**ACTION ITEM:** Copy exactly, and copy only, the lines from the one bearing "Expected: for every instance of the la" through the final line of the records.

**DATA SHOWN:**
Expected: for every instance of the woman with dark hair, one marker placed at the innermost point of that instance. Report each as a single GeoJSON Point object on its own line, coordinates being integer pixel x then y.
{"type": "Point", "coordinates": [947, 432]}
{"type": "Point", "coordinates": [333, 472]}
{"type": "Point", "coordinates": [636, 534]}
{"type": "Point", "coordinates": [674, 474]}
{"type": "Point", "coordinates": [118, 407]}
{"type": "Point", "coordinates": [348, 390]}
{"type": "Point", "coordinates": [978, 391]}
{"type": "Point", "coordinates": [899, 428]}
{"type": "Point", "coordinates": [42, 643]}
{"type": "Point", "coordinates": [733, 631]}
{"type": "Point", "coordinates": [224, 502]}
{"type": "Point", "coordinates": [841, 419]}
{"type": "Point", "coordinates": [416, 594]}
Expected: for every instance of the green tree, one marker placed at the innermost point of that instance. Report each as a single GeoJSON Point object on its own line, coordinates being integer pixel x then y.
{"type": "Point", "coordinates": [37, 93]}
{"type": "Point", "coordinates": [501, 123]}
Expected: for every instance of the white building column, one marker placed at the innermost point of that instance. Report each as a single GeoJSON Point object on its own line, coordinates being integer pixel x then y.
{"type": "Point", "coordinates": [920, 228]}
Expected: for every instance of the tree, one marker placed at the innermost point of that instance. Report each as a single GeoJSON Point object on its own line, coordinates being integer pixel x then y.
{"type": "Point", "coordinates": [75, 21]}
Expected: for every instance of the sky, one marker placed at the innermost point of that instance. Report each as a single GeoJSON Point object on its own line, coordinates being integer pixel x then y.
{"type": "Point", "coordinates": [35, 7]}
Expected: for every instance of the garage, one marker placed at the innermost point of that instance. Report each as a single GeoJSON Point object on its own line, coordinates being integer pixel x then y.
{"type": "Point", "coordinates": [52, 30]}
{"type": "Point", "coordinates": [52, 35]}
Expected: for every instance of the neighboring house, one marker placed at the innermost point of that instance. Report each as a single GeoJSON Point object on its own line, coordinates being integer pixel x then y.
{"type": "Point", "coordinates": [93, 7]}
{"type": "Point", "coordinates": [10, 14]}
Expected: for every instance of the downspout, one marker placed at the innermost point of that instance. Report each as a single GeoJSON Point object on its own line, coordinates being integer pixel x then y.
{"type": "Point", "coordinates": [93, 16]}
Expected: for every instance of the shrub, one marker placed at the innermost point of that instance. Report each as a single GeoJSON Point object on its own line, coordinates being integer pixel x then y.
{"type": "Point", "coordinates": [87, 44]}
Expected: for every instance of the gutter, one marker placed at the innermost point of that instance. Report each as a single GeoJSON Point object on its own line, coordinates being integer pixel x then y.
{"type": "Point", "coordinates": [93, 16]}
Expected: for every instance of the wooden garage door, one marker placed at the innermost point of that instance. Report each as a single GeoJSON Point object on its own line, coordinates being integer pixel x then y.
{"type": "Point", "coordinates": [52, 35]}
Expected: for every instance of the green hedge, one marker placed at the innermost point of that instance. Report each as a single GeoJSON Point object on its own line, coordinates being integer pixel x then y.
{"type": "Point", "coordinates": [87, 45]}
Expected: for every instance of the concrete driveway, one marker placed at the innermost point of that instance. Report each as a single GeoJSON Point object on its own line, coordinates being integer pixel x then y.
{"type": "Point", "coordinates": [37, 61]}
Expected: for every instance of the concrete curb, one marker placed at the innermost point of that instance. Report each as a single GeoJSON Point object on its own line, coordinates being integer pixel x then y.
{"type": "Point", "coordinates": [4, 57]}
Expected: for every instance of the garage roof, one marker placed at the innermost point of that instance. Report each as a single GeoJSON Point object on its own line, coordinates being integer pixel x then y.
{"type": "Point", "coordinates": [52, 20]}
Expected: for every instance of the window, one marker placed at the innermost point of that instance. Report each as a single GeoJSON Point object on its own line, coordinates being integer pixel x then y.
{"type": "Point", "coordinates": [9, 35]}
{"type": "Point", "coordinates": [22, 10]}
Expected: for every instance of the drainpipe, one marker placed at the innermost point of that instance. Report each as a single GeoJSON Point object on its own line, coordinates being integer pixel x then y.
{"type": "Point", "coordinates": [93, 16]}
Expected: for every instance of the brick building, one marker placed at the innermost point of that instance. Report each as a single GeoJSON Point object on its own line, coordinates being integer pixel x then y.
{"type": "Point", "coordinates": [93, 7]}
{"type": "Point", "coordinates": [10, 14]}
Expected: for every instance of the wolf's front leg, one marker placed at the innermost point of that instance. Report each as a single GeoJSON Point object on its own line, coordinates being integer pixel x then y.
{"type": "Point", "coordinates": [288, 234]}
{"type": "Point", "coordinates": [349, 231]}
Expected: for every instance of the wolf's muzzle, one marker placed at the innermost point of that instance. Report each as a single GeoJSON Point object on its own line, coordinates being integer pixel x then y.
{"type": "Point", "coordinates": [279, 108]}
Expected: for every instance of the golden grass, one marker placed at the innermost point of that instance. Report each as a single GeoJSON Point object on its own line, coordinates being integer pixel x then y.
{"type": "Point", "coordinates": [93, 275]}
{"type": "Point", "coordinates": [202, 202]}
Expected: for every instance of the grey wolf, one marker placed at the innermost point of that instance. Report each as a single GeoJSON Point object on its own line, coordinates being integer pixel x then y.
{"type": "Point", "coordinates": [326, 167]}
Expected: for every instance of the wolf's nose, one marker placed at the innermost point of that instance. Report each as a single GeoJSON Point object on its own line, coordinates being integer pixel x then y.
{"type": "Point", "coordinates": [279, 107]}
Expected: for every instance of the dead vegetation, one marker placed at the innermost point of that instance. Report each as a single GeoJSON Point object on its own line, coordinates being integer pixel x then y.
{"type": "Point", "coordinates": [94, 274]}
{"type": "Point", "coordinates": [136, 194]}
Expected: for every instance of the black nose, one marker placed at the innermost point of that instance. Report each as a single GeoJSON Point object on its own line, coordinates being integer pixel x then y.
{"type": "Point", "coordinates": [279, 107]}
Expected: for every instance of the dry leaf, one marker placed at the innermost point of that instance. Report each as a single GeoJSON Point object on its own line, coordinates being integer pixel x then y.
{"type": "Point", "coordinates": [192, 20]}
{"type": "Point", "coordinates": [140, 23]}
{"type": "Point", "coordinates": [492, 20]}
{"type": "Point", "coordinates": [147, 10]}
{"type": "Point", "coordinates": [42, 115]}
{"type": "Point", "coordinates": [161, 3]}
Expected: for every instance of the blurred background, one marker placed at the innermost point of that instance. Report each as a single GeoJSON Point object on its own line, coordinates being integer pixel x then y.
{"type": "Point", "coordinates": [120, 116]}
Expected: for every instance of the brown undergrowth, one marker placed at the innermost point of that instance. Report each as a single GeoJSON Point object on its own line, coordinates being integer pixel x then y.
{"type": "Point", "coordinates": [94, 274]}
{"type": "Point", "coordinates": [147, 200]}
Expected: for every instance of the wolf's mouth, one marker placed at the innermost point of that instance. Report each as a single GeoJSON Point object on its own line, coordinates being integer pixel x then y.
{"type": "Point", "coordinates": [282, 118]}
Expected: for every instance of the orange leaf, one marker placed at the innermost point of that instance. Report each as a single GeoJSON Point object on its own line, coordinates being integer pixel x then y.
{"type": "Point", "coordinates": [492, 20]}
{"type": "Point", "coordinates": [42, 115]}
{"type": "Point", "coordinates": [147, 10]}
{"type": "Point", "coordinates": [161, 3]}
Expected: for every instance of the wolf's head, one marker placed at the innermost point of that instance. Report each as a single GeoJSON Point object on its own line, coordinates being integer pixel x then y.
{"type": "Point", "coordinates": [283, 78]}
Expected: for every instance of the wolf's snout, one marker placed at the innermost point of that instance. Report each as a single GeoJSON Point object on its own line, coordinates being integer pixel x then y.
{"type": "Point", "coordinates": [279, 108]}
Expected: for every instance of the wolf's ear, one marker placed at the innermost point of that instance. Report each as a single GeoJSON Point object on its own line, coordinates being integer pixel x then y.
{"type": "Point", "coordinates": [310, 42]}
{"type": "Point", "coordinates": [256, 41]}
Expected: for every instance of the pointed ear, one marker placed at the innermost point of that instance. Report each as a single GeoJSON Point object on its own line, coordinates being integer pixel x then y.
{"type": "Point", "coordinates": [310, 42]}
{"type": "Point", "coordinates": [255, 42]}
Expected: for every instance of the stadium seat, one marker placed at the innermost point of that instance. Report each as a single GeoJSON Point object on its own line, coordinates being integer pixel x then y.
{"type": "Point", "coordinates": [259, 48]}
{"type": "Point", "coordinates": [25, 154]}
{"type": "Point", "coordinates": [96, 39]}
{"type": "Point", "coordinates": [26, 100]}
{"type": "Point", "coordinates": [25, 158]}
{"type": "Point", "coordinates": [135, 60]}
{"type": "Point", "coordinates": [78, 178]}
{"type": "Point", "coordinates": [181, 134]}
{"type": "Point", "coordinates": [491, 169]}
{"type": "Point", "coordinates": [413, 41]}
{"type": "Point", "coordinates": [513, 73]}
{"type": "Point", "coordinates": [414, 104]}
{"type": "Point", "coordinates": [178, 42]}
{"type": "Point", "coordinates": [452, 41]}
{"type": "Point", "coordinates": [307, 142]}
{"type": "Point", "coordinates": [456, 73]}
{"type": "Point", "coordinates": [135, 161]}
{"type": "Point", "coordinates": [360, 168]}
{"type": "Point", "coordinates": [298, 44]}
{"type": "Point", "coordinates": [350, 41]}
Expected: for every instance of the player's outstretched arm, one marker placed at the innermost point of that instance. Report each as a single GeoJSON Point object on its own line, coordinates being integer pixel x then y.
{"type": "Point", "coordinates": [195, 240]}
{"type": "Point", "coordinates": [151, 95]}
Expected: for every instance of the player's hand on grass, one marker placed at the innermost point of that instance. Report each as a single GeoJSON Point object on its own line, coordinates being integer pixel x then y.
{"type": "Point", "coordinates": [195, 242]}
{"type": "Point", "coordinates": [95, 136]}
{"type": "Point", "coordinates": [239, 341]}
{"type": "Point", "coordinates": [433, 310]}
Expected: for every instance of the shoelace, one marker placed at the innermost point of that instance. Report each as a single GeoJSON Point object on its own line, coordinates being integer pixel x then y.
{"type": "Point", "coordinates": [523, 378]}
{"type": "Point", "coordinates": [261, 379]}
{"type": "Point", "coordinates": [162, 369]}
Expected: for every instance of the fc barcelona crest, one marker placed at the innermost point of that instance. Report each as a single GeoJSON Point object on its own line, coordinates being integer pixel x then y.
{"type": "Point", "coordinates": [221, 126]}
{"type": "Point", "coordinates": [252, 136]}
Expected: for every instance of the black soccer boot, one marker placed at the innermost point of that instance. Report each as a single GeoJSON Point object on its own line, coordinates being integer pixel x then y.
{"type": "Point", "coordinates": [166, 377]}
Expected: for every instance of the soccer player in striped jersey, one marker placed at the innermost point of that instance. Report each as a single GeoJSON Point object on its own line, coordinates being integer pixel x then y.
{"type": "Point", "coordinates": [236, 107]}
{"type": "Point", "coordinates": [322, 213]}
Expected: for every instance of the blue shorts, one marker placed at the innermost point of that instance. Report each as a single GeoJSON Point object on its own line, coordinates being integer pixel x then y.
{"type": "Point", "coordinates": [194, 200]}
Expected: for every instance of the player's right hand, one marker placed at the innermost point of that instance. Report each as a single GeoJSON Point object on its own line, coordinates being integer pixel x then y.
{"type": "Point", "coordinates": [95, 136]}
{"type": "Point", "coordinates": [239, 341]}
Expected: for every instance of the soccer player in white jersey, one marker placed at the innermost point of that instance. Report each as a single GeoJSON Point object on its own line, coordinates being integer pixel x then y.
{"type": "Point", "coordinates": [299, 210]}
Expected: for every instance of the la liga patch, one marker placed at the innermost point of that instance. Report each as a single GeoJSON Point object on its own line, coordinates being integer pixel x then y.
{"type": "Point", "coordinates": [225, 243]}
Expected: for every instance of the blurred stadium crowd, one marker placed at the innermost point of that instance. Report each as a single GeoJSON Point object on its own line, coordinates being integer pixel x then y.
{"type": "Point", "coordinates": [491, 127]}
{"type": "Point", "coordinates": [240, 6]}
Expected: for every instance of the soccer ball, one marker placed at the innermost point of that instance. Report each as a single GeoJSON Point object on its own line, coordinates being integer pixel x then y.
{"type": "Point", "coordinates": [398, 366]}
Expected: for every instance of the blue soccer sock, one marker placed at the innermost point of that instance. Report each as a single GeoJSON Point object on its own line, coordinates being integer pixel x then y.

**ANSWER TO THIS EXERCISE:**
Expected: for every instance of the la liga patch, one marker placed at the innermost point of that instance. Report each as a single GeoJSON Point object on its own line, coordinates being integer pixel x then y.
{"type": "Point", "coordinates": [225, 243]}
Expected: for every instance of the blurred stadium crowd, one marker placed at the innermost point of that instance. Report each as a single GeoJSON Point object on its own line, coordinates being integer pixel x then y.
{"type": "Point", "coordinates": [491, 127]}
{"type": "Point", "coordinates": [240, 6]}
Expected: for every instance of the soccer ball, one marker placed at the innermost point of that instance. Report each as a single GeoJSON Point object on its own line, coordinates being integer pixel x then y.
{"type": "Point", "coordinates": [398, 366]}
Expected: for every instance of the blue soccer sock, one marker placed at the innermost point of that instance. Report each as a single GeoJSON Point object on its own line, coordinates being integer pixel x then y.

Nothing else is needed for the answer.